### SELECTED PASSAGE
::::::::
The bill increases safety for drivers, passengers, and road workers—especially in tribal and rural areas—by funding enforcement, technology, and training, but it relies on limited §402 funds and new program costs that could divert or dilute state highway-safety resources and strain budgets.
Drivers, passengers, and road construction/maintenance workers experience fewer crashes, injuries, and fatalities because of targeted enforcement, intrusion-mitigation technologies, and improved training/certification.
Tribal and rural communities receive prioritized assistance, directing more federal safety resources and support to underserved areas.
State governments gain improved data collection and independent evaluations to identify effective countermeasures and better guide future highway safety spending decisions.
State §402 funds used for overtime, equipment, and a wide range of eligible activities could reduce funding for other highway safety programs and dilute the overall impact of limited federal safety dollars.
::::::::
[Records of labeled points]
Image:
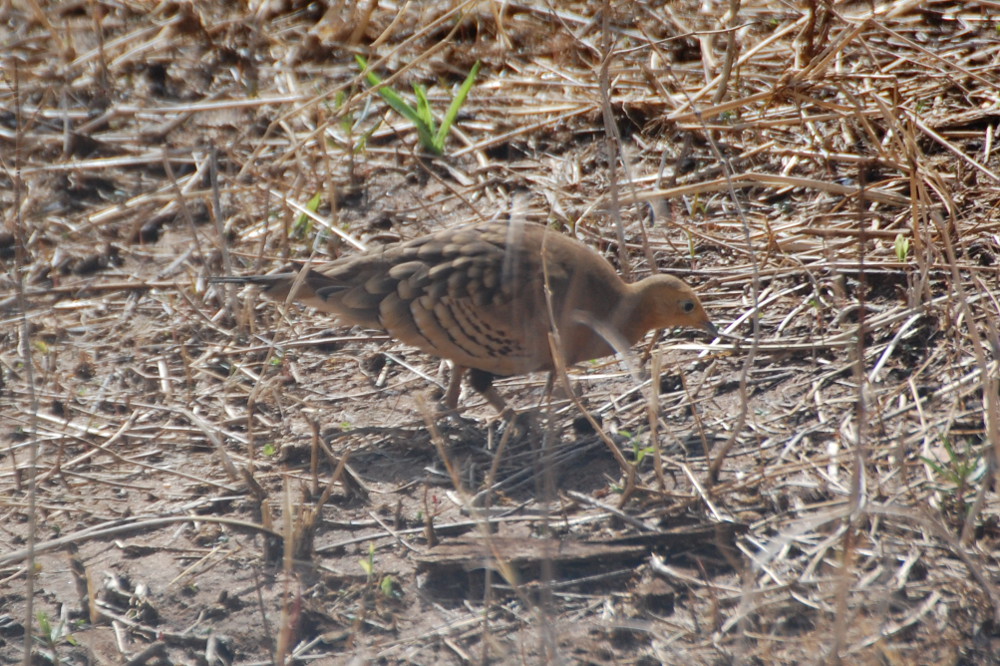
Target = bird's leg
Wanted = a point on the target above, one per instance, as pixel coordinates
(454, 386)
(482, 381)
::::::::
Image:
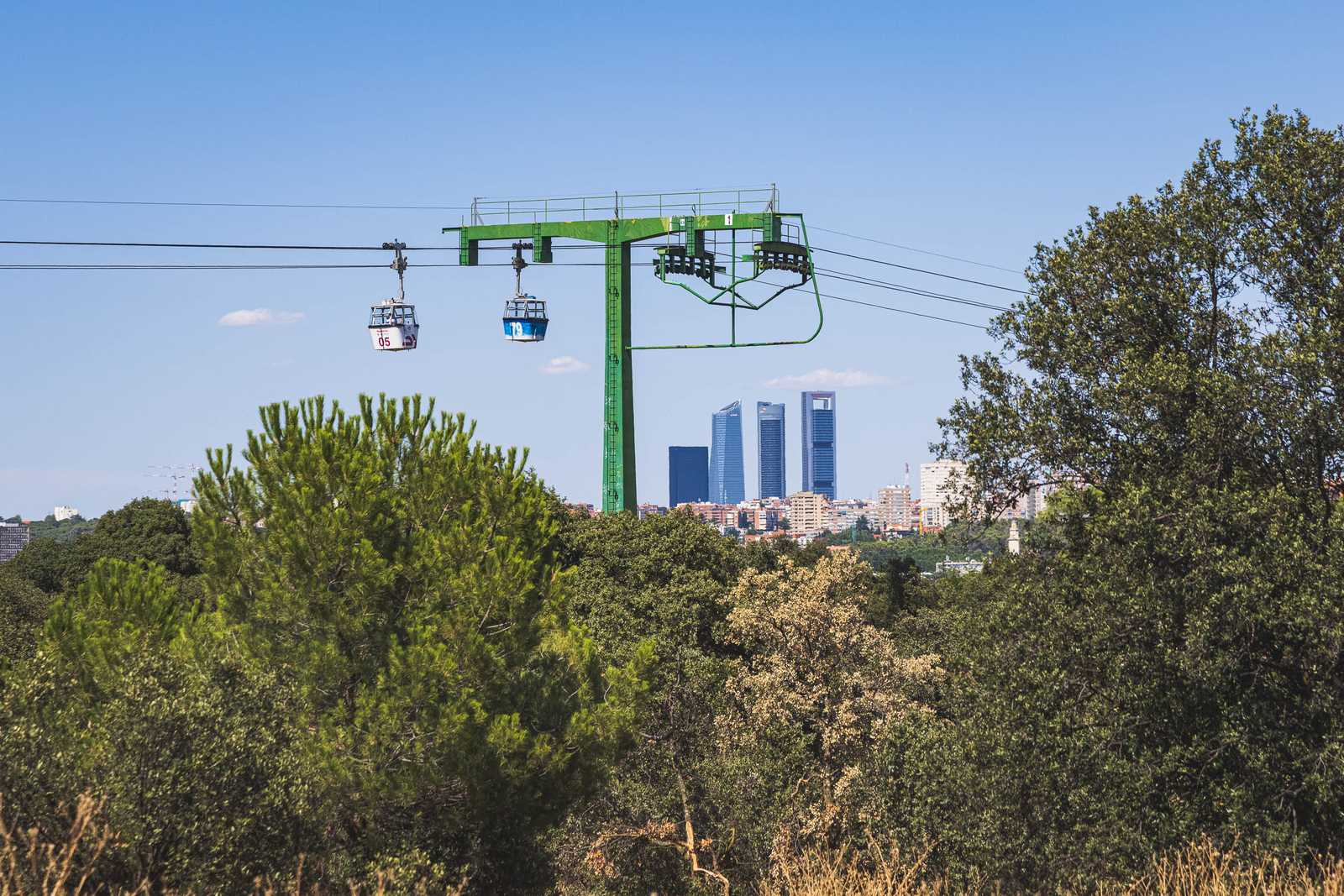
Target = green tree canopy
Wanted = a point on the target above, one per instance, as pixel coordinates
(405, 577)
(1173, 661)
::::::::
### WHAT YOU HAVE TO DO
Extend the summary of the highway-safety bill beyond its last sentence.

### RESULT OF THIS TASK
Deploying and maintaining new alerting and intrusion-mitigation technologies and running pilots may create ongoing costs that strain State budgets if federal support is insufficient.
Prioritizing Tribal and rural areas for assistance could shift resources away from high-traffic urban work zones where absolute crash counts are higher, potentially leaving more urban users at risk.
Based on analysis of 2 sections of legislative text.
Permits States to use portions of federal §402 highway safety grant funds for enforcement, education, tech, training, and evaluation to reduce work‑zone crashes and requires a GAO effectiveness report.
Authorizes States to use portions of their federal highway safety grant funds to reduce crashes, injuries, and deaths in and near work zones by supporting enforcement, driver education, alerting and intrusion‑mitigation technologies, training for flaggers and construction personnel, and program evaluation. Requires States to follow their approved triennial highway safety plans and to prioritize Tribal governments and rural areas when carrying out these activities, and directs the Government Accountability Office to study and report on program effectiveness within two years.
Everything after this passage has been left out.